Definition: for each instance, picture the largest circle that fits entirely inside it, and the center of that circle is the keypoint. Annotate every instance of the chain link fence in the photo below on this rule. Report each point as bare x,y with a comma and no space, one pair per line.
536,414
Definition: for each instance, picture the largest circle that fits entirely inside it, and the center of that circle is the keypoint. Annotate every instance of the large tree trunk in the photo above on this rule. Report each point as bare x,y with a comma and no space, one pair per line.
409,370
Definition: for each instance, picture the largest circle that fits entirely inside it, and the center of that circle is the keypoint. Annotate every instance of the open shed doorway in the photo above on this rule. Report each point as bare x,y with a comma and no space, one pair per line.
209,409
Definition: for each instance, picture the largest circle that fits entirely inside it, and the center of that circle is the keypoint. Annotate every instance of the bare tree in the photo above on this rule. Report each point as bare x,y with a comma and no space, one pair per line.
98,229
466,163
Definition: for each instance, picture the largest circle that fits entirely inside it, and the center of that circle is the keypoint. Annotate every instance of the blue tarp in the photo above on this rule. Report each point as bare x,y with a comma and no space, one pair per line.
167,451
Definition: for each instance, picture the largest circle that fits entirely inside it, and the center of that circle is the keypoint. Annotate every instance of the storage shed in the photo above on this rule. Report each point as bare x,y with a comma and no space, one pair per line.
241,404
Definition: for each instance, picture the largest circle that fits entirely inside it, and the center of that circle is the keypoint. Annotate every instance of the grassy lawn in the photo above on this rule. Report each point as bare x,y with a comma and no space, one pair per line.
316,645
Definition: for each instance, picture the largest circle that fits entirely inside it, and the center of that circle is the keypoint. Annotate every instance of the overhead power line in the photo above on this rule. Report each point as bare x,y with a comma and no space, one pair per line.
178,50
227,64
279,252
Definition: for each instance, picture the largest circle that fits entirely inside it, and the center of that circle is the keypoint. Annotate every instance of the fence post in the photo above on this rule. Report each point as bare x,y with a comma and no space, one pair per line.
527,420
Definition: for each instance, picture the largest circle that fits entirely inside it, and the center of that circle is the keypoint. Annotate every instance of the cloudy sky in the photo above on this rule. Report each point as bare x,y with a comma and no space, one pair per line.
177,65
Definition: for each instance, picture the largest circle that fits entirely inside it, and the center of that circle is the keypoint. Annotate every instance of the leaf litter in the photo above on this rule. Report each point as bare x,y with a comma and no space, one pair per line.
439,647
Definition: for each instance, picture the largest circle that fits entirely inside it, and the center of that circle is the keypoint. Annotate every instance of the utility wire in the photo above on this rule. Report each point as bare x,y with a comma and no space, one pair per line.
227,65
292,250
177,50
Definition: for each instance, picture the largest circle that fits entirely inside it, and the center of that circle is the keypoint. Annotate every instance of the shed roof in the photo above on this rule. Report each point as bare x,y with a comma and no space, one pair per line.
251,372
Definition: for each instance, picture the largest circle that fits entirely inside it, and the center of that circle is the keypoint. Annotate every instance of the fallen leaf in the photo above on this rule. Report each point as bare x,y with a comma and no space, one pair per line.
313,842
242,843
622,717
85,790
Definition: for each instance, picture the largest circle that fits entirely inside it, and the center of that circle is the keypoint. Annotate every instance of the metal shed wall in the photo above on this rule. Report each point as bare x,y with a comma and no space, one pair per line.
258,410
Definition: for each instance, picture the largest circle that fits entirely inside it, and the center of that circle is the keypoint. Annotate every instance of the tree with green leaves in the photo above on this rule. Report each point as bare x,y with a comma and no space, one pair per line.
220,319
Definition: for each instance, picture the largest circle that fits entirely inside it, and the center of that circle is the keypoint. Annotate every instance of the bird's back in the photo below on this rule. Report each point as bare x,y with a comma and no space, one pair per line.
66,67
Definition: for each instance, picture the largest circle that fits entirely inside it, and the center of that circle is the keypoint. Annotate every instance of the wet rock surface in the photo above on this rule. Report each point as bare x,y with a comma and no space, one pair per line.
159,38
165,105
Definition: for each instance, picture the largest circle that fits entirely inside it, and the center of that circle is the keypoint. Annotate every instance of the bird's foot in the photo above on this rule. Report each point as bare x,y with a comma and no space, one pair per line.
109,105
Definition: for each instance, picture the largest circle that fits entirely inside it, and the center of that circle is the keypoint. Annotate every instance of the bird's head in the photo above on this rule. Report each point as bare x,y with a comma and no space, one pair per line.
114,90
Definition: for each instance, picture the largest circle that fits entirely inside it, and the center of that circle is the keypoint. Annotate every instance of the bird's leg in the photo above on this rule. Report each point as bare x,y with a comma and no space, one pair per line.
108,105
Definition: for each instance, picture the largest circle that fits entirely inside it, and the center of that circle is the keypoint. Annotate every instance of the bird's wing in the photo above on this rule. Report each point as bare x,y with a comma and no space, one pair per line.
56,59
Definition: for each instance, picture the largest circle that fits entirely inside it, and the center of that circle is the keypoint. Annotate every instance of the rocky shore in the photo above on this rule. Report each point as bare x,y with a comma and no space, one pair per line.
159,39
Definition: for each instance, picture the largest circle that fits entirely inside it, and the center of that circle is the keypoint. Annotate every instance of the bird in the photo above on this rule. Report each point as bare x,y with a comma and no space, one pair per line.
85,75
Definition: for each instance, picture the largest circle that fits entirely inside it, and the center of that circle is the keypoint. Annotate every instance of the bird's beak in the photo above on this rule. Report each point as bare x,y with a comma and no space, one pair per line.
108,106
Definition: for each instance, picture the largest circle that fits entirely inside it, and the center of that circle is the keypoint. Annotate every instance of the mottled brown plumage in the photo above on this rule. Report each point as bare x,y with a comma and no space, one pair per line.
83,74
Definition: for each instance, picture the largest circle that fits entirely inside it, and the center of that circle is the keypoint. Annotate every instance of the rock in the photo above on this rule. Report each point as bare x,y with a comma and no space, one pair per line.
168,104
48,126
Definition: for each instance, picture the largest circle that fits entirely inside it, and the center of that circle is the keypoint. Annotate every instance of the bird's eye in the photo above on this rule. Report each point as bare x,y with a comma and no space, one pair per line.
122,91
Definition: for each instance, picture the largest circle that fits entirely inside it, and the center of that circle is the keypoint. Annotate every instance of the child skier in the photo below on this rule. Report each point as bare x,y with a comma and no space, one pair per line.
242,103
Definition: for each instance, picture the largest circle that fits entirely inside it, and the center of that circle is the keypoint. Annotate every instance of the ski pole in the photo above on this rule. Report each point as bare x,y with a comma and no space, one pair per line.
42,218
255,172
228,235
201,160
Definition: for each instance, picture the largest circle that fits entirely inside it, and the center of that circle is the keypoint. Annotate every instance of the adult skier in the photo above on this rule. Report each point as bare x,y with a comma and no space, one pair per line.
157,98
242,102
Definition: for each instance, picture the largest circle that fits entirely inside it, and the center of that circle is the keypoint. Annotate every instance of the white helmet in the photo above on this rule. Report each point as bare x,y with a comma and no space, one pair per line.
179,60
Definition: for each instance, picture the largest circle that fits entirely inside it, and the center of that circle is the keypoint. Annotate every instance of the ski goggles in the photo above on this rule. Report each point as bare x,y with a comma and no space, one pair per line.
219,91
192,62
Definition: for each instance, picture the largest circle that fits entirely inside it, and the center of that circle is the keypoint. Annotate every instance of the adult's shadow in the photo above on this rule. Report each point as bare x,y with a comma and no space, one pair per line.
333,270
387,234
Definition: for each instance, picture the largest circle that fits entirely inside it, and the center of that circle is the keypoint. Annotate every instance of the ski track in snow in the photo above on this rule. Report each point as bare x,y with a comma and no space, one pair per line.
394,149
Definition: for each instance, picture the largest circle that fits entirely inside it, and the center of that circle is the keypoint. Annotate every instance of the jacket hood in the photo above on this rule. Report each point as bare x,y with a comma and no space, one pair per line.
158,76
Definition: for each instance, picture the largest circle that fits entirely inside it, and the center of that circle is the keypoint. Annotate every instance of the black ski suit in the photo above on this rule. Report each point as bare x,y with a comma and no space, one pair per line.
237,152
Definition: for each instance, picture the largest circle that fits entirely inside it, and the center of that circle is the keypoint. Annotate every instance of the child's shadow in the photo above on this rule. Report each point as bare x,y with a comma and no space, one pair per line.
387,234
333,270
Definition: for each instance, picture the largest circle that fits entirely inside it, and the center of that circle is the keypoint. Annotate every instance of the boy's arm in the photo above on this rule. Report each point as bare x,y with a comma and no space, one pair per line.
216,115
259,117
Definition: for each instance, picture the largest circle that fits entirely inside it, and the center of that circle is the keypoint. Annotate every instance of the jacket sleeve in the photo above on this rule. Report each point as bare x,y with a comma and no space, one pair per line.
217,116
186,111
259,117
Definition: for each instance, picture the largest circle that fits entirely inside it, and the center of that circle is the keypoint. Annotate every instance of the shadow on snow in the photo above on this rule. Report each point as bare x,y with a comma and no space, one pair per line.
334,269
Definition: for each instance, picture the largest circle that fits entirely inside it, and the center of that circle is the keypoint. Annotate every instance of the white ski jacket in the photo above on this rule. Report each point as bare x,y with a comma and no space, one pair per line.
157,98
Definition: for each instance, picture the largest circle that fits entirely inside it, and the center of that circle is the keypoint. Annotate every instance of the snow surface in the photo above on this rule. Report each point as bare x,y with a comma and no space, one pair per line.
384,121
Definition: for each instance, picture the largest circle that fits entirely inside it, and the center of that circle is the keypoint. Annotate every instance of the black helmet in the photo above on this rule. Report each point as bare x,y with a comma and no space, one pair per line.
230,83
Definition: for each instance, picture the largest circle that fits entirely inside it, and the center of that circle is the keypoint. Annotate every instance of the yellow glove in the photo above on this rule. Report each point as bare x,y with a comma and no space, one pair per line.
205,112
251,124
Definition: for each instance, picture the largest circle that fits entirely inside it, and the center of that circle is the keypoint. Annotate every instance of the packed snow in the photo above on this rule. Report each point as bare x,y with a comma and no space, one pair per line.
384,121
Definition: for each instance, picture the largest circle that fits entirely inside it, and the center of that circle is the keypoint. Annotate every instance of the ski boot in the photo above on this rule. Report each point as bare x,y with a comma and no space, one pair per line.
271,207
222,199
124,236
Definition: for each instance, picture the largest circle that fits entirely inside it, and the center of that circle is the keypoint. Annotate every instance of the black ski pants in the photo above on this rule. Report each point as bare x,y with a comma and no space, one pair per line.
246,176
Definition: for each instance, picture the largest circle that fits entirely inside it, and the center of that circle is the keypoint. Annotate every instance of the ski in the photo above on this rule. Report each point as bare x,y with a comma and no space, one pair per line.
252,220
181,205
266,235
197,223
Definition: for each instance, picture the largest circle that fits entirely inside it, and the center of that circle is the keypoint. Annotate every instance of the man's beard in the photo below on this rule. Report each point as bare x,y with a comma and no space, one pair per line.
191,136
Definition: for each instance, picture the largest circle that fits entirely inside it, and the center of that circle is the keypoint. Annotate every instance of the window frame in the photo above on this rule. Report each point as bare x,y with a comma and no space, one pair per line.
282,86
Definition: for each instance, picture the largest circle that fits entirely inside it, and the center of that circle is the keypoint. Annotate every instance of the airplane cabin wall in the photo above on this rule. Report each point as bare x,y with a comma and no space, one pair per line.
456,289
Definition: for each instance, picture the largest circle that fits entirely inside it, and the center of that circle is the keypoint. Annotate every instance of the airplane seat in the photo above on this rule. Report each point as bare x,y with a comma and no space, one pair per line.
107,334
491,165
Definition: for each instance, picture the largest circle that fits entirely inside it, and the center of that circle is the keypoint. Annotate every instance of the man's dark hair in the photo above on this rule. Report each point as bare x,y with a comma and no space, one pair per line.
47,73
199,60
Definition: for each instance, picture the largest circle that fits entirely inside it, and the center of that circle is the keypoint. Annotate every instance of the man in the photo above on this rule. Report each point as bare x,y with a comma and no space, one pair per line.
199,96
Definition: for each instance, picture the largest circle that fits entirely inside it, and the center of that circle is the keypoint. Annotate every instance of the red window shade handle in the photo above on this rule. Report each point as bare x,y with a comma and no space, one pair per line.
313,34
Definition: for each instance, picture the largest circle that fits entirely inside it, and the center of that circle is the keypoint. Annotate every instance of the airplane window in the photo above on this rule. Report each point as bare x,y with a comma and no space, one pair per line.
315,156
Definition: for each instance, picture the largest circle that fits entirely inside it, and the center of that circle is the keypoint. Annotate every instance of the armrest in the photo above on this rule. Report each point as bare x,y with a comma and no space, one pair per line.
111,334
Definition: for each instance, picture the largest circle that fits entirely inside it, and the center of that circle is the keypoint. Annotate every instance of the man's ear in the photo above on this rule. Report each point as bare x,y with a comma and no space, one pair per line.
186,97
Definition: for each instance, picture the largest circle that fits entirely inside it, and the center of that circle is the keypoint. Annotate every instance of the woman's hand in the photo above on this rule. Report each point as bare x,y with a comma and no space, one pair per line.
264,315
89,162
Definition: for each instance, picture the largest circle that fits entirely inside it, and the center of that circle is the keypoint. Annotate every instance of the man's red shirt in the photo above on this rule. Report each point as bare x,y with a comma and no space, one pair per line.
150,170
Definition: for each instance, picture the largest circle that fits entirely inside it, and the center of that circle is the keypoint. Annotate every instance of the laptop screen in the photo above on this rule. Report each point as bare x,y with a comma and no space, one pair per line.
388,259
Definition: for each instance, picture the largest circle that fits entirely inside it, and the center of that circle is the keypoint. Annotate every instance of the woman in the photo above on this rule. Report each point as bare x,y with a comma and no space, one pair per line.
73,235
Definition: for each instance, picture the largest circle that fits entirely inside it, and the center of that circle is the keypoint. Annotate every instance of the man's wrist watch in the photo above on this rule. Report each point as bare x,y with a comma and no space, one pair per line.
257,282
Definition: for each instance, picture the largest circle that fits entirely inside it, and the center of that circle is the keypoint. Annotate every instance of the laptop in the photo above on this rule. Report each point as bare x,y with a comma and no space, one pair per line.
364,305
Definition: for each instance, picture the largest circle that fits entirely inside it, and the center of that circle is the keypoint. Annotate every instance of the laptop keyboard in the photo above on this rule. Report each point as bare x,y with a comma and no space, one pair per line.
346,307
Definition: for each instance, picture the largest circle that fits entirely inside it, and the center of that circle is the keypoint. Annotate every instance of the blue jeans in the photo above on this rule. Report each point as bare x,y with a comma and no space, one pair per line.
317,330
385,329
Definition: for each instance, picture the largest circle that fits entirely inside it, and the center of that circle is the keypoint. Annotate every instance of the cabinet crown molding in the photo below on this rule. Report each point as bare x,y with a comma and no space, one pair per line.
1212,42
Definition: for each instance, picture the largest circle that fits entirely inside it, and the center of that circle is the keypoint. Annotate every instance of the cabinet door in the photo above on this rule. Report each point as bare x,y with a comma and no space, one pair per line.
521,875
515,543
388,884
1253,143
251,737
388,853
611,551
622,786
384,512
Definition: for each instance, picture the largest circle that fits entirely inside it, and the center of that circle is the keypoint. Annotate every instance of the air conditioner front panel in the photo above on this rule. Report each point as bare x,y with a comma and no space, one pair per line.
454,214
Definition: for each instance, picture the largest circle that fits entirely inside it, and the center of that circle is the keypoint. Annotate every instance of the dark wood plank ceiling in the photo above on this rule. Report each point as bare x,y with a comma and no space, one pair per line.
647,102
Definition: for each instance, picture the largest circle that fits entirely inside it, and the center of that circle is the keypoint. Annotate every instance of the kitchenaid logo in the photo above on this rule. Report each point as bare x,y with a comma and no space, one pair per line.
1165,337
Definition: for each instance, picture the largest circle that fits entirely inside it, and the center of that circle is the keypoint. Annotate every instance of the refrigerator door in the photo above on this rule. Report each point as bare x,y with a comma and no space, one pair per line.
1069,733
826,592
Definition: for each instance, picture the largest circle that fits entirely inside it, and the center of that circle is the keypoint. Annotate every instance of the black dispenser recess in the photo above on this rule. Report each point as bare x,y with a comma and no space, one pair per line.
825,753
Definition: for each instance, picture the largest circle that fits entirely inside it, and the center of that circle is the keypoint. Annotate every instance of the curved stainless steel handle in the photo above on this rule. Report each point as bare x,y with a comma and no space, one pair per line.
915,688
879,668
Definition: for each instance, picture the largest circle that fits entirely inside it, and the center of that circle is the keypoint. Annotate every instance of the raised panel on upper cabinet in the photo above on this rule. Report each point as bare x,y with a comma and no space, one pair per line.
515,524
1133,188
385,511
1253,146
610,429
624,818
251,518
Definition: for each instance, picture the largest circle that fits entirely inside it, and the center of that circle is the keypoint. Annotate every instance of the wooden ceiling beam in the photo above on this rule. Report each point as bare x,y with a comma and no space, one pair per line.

+++

> _Required work_: In the listing above, find the line containing "of the refrigerator", then reproduce it and each line after it through the end, exactly and with nothing added.

> _Correct answer_:
Definition: for each instance, picture the largest circle that fits entirely inside it, and the center of that circle is the keypoint. Annotate every instance of the refrigerator door in the photo above on this rule. Report each point as bare x,y with a comma and no space, one pair per line.
1069,733
826,592
Definition: for each instance, picture the largest circle that fits entirely inside it, and the center of that circle is the keypoint. Annotate every instance of the black dispenser recess in the photo above on this rule. Report each point as bare x,y with a comma and no space, one pair per line.
825,753
Definition: for each instance, picture the largest circle that fits entirely inside it, and the center of that circle is the keypoint. Annotate every instance of the curved stainless steel handle in the photo above on this rule. Report each point as bare x,y with a comma and no space, one pair per line.
915,688
879,668
Definition: for each instance, picture the largest circle that fits entirely inside it, and the center of that circle is the keypoint. Annotate every instance of the raised panel on upper cabinet in the photo above on this rule. Report each point as bare x,y with a comma and no space, one pair per line.
515,524
1133,188
385,511
1253,146
610,429
624,818
251,518
Definition: for each instance, picture the largest circle that fits entirely inside it, and the center of that circle is the keypoint. Annotate every instance of the wooden ceiling beam in the photo above on this rule. Report each point as bare x,y with a comma and no space, one pair per line.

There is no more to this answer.